**Exercise**
Key in the whole listing below again, keeping every word as it is.

**Entries supplied**
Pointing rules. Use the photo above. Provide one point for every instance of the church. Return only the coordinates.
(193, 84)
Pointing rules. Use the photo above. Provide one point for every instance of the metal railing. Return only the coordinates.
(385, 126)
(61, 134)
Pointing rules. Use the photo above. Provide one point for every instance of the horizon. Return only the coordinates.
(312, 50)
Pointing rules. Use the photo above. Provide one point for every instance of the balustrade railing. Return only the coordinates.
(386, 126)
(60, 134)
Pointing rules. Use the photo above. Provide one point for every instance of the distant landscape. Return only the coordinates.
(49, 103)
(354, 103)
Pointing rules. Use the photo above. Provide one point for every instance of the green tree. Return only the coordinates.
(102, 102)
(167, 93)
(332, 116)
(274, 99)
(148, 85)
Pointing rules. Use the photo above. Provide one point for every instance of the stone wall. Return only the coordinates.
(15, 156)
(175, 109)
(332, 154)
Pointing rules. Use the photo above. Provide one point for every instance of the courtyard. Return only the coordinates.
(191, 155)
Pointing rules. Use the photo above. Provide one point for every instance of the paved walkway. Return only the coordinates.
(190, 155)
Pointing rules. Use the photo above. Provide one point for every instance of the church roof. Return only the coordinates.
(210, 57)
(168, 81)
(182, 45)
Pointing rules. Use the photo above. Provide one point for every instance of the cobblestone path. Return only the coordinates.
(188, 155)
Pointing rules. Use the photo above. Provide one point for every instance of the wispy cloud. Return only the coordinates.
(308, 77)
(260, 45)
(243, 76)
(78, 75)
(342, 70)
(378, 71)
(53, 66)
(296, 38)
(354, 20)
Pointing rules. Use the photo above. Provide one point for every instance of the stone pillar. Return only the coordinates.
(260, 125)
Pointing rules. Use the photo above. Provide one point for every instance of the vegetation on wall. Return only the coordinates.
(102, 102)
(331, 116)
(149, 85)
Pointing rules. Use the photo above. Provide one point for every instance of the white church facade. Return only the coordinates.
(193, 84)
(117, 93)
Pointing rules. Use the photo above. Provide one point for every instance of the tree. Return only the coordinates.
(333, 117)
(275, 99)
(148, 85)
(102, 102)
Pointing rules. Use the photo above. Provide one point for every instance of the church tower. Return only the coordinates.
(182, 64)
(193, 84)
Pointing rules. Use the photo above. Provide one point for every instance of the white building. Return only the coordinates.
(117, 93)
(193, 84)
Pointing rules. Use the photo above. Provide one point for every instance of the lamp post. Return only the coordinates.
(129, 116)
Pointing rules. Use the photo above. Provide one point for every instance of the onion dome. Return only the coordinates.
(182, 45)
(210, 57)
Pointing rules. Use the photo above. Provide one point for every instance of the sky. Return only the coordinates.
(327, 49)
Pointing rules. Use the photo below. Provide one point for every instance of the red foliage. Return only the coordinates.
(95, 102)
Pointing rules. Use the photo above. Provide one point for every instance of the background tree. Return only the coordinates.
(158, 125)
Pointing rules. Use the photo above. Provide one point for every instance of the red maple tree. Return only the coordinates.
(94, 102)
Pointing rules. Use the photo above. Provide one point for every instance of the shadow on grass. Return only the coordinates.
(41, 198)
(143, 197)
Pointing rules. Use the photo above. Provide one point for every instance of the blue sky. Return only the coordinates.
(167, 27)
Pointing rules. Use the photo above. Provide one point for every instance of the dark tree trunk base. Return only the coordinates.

**Response**
Pointing rules. Use the photo above. Provide one point for every instance of the church. Return only the coordinates.
(193, 84)
Pointing rules. Use the photo above. Provide one point for every instance of the metal railing. Return only the coordinates.
(385, 126)
(61, 134)
Pointing rules. Use the photo above. Provide one point for every instance of the horizon. Return only the coordinates.
(312, 50)
Pointing rules. Use the photo above. Provide one point for every instance of the balustrade railing. Return only the coordinates.
(386, 126)
(60, 134)
Pointing rules. Use the photo above. Provide one point for every instance of the distant landscape. Return only the coordinates.
(49, 103)
(354, 103)
Pointing rules. Use the photo above. Provide one point for every instance of the green tree. Return only the coordinates.
(102, 102)
(167, 93)
(332, 116)
(274, 99)
(148, 85)
Pointing rules. Use the photo above. Provide one point for every instance of the stone wall. Return only the coordinates.
(15, 156)
(175, 109)
(332, 154)
Pointing rules. Use the photo above. Provide one point for every instance of the courtyard. Return only the coordinates.
(191, 155)
Pointing rules. Use the photo above. Provide one point for every instance of the paved walkway. Return only the coordinates.
(190, 155)
Pointing rules. Use the photo above. Provide one point for every instance of the church roof. Return only the coordinates.
(210, 57)
(168, 81)
(182, 45)
Pointing rules. Use the photo above. Provide one point for every instance of the cobblestone path. Return only the coordinates.
(188, 155)
Pointing rules. Use the photo above. Provide one point for every instance of the wispy cloud. Return only the coordinates.
(308, 77)
(260, 45)
(243, 76)
(78, 75)
(342, 70)
(378, 71)
(53, 66)
(296, 38)
(354, 20)
Pointing rules. Use the photo above. Provide one point for every instance of the stone pillar. Return only the coordinates.
(260, 125)
Pointing rules. Use the photo above. Provide one point for every instance of the vegetation on wall. Return only the coordinates.
(102, 102)
(331, 116)
(149, 85)
Pointing rules. Use the photo above. Provide one point for every instance of the white church facade. Return only the coordinates.
(193, 84)
(117, 93)
Pointing rules. Use the photo above. Provide one point for every instance of the tree. Return only the coordinates.
(333, 117)
(275, 99)
(148, 85)
(102, 102)
Pointing rules. Use the photo above. Provide one point for every instance of the church tower. Return only the coordinates.
(182, 64)
(193, 84)
Pointing rules. Use the photo above. Provide one point for every instance of the white building. Return only the coordinates.
(117, 93)
(193, 84)
Pointing rules. Use the photo above. Provide one point for every instance of the lamp post. Return only the coordinates.
(129, 116)
Pointing rules. Use the photo above. Provide one point for every instance of the onion dome. Return only the coordinates.
(182, 45)
(210, 57)
Pointing rules. Use the photo above. Provide one point for every instance of the sky. Return only the coordinates.
(327, 49)
Pointing rules. Use the photo below. Provide one point for every instance of the red foliage. Return only the coordinates.
(95, 102)
Pointing rules. Use the photo above. Provide one point for every instance of the background tree. Return only the coordinates.
(158, 125)
Pointing rules. Use the photo above. Provide one point for every instance of the red maple tree. Return only the coordinates.
(94, 102)
Pointing rules. Use the photo above. Provide one point for every instance of the shadow on grass. Return only the coordinates.
(41, 198)
(143, 197)
Pointing rules. Use the photo above. Provide one point for every instance of the blue sky. Return only the coordinates.
(167, 27)
Pointing rules. Use the photo above. Provide one point for every instance of the dark tree trunk base. Return only the coordinates.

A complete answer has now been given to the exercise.